Start Exercise inputs

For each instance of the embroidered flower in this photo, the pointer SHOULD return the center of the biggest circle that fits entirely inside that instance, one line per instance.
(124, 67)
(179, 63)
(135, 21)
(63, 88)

End Exercise inputs

◆ Exercise
Write out every line of the records above without changing anything.

◆ Solution for this exercise
For each instance of the embroidered flower in this photo, the pointer SHOULD return the center of the biggest circle that fits entirely inside that instance, one line per instance.
(124, 67)
(179, 63)
(135, 21)
(63, 88)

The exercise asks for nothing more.